* **What to work on**
Exact copy, pictures excluded: write out every line below.

* **Task inputs**

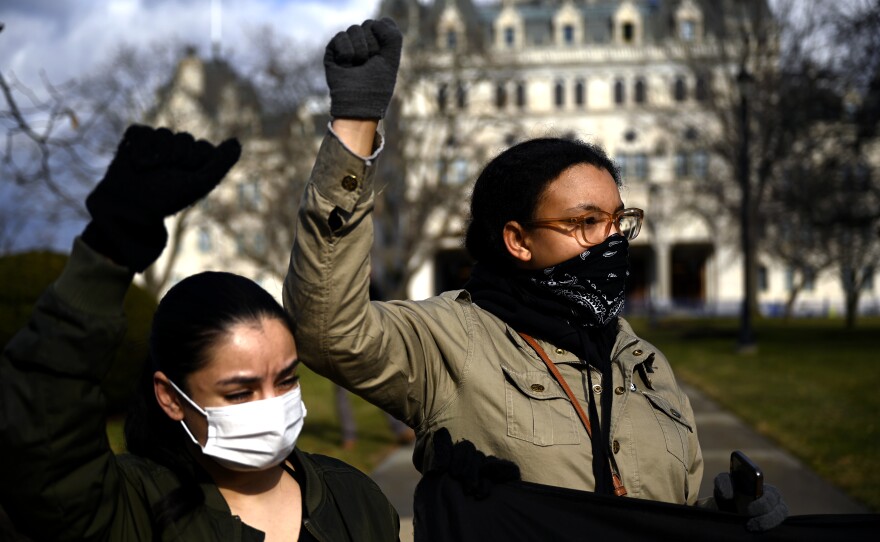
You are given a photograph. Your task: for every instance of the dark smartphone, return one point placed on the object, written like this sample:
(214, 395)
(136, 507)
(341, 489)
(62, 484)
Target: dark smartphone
(748, 480)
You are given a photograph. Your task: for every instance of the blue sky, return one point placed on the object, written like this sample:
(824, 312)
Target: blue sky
(65, 38)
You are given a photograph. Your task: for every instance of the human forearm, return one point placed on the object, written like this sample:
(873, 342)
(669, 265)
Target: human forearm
(356, 134)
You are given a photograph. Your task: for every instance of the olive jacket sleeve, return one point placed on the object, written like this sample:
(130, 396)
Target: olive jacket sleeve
(59, 479)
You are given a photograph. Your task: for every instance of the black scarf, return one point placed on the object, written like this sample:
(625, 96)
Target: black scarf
(525, 301)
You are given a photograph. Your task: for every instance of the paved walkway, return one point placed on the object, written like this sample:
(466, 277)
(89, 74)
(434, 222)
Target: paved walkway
(720, 433)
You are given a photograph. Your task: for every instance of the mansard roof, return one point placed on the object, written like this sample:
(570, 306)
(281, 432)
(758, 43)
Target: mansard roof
(657, 16)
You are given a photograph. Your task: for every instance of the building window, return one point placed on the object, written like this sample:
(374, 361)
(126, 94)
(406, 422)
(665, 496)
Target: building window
(205, 244)
(559, 95)
(521, 95)
(568, 34)
(500, 96)
(701, 91)
(451, 40)
(688, 30)
(509, 36)
(640, 166)
(640, 91)
(629, 32)
(619, 92)
(454, 172)
(260, 244)
(579, 93)
(679, 92)
(682, 169)
(763, 280)
(700, 160)
(632, 165)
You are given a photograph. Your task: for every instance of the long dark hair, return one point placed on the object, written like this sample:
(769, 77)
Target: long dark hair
(195, 315)
(511, 185)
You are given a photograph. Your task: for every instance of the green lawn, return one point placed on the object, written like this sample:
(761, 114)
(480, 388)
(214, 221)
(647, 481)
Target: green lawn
(812, 386)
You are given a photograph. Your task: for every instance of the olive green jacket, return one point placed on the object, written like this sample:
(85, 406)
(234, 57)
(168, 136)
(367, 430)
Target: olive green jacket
(59, 480)
(445, 362)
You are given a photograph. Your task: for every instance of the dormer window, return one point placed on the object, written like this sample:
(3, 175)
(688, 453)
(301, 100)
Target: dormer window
(568, 34)
(451, 30)
(689, 21)
(619, 92)
(679, 90)
(627, 23)
(628, 32)
(509, 37)
(568, 25)
(451, 40)
(639, 93)
(687, 30)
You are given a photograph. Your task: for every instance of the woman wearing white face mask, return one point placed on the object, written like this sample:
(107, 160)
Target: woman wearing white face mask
(212, 431)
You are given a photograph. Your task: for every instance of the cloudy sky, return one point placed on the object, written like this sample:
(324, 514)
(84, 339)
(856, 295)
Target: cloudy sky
(64, 37)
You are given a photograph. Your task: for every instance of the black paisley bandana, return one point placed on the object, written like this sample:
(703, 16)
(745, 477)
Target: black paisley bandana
(592, 283)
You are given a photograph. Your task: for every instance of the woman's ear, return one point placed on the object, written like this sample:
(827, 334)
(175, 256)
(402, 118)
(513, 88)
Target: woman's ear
(516, 241)
(166, 395)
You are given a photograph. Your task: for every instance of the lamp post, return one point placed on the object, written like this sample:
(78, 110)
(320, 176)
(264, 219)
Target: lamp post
(746, 341)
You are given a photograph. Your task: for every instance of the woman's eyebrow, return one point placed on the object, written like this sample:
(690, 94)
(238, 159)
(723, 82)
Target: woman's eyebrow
(291, 367)
(244, 380)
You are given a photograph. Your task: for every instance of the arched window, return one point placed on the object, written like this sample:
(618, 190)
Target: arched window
(640, 91)
(500, 96)
(568, 34)
(701, 91)
(451, 40)
(579, 93)
(521, 95)
(509, 36)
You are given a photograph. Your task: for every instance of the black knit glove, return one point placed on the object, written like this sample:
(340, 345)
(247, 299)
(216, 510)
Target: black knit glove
(764, 513)
(155, 174)
(361, 67)
(476, 471)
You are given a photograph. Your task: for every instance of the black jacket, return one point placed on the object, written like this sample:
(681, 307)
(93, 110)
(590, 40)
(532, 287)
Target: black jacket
(59, 479)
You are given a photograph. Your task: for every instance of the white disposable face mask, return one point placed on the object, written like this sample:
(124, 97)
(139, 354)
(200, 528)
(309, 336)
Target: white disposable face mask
(254, 435)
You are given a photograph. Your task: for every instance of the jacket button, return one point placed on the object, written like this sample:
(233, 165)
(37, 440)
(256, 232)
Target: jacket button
(349, 182)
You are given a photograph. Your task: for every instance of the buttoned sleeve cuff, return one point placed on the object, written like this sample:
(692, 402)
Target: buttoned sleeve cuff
(91, 282)
(341, 176)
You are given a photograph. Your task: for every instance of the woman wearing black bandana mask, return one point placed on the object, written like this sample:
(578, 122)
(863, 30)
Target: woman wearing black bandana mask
(558, 269)
(550, 234)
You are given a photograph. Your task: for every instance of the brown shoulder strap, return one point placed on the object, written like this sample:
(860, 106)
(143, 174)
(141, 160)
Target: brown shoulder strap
(619, 489)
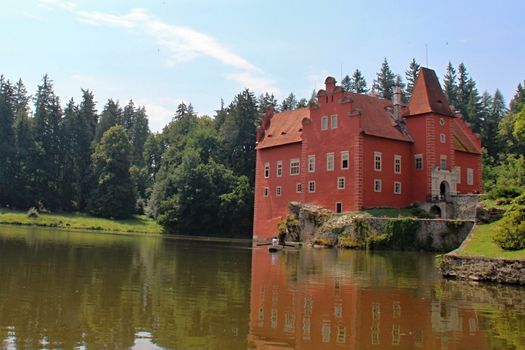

* **Reply to the exercise**
You are given a photograph. Your task: for every instance of the dark smartphone, return one point placed on the object, written like this sample:
(214, 395)
(136, 507)
(341, 489)
(62, 484)
Target: dark smartphone
(748, 480)
You are given a photograph. Your task: for every instance of the blue sky, return one point placed on the object, written like this sample:
(824, 312)
Target: blue sky
(65, 38)
You are given a photograph. Your task: for every instance of the human forearm, return one point placed on the object, written like this sample:
(873, 342)
(669, 265)
Target: human forearm
(356, 134)
You are given a photograph. Your task: for every instance of the olive jacket sleeve, return one point placed on the object, written like this sample:
(130, 396)
Target: olive jacket sleeve
(59, 479)
You are given a photograph. Your task: for every instance of the black scarf, return one point placed on the object, written like this sample:
(625, 96)
Target: black scarf
(525, 301)
You are given a photograph. Your task: for every instance of the paved walkway, return one point placed on the object, written like this sample:
(466, 277)
(89, 74)
(434, 222)
Target: paved walkway
(720, 433)
You are given a photograph. Your task: for every instance of the mansard roof, return one point placed on the object, written like this sample:
(570, 306)
(281, 432)
(758, 43)
Target: mansard roof
(657, 16)
You are given a photograph. Your task: for every instance of the building window, return one point placed on the object, written like this sample:
(374, 361)
(126, 94)
(406, 422)
(665, 496)
Target: building window
(205, 244)
(559, 95)
(521, 95)
(568, 34)
(500, 96)
(701, 91)
(451, 40)
(688, 30)
(509, 36)
(640, 166)
(640, 91)
(629, 32)
(619, 92)
(454, 172)
(260, 244)
(579, 93)
(679, 92)
(682, 169)
(763, 280)
(700, 160)
(632, 165)
You are given a photograph. Your task: for every instance of the long dark hair, return one point placed on the object, written like this sample:
(769, 77)
Target: long dark hair
(195, 315)
(511, 185)
You are given a photograph. Your task: for every instance of the green lawn, return one point placed on the object, written like this sample:
(761, 114)
(480, 388)
(214, 221)
(647, 481)
Target: green lawn
(812, 386)
You are given a photograph. Your task: for every instance of the olive green jacket, return one point placed on the object, written like this sample:
(85, 406)
(234, 57)
(168, 136)
(367, 430)
Target: olive green jacket
(59, 480)
(445, 362)
You are given a photograph. Your task: for every instance of the dormer window, return one point placed on the object, written like this sample:
(3, 175)
(688, 453)
(301, 100)
Target: dormer window
(568, 34)
(451, 30)
(689, 21)
(619, 92)
(679, 90)
(627, 23)
(628, 32)
(509, 37)
(568, 25)
(451, 40)
(639, 93)
(687, 30)
You are given a photograph. Your task: for every instance of the woman wearing white face mask, return one point placed on the object, written like this sample:
(107, 160)
Target: woman wearing white face mask
(212, 431)
You are given a photograph. Your task: for every instance of the cloudy sky, return one point placed on the object, written like this sample:
(324, 514)
(84, 339)
(856, 295)
Target: cloudy sky
(64, 37)
You are given a photograph. Your task: for every instance of the black paisley bandana, return one point placed on the object, written like this sample:
(703, 16)
(745, 477)
Target: black paisley bandana
(592, 283)
You are given a photograph. Your task: for every instance of the woman's ear, return one point placed on the object, written like this sample:
(827, 334)
(175, 256)
(402, 118)
(513, 88)
Target: woman's ear
(516, 241)
(166, 395)
You are given a photograph. Your task: for every instance of the lamp post, return one point placed on the object, written like this sample:
(78, 110)
(320, 176)
(264, 219)
Target: lamp post
(746, 341)
You are given a photograph. Your task: for every instance of the woman's eyebrow, return one point placed on the object, written like this sample:
(690, 94)
(238, 159)
(723, 82)
Target: woman's eyebrow
(291, 367)
(244, 380)
You are given a photograph. Your task: for every instance of the arched window, return one point placed on the object, written like this sample:
(618, 190)
Target: arched window
(640, 91)
(500, 96)
(568, 34)
(701, 91)
(451, 40)
(579, 93)
(521, 95)
(509, 36)
You are given a photograph. Your task: for every instance of the black knit glove, return one point placed on the object, written like this sample:
(340, 345)
(247, 299)
(216, 510)
Target: black knit glove
(764, 513)
(155, 174)
(361, 67)
(476, 471)
You are given a photograph. Your task: for every instance of the black jacket, return one point placed on the object, written like this sample:
(681, 307)
(93, 110)
(590, 40)
(532, 287)
Target: black jacket
(59, 479)
You are given a photograph. Your task: for every instance of the white disposable face mask, return one point placed on the object, written like this sample:
(124, 97)
(139, 354)
(200, 528)
(309, 336)
Target: white disposable face mask
(254, 435)
You are given a photograph. Your task: for every instance of the jacket button, return one point placed on the object, written like this sample:
(233, 165)
(37, 440)
(256, 232)
Target: jacket button
(349, 182)
You are given a photograph. Your task: for every instance of the buttoned sleeve cuff, return one point placed on the object, written like this sample:
(692, 402)
Target: buttoned sleeve cuff
(91, 282)
(341, 176)
You are given a photograph. Your task: for every instance of the woman wearing black bandana mask, return one point placed on the object, written like this sample:
(578, 122)
(863, 30)
Target: woman wearing black bandana mask
(558, 269)
(550, 234)
You are given a photograph. Your task: for every instance of the brown shoulder strap, return one point placed on the object, written like this sample:
(860, 106)
(143, 174)
(141, 160)
Target: brown shoulder strap
(619, 489)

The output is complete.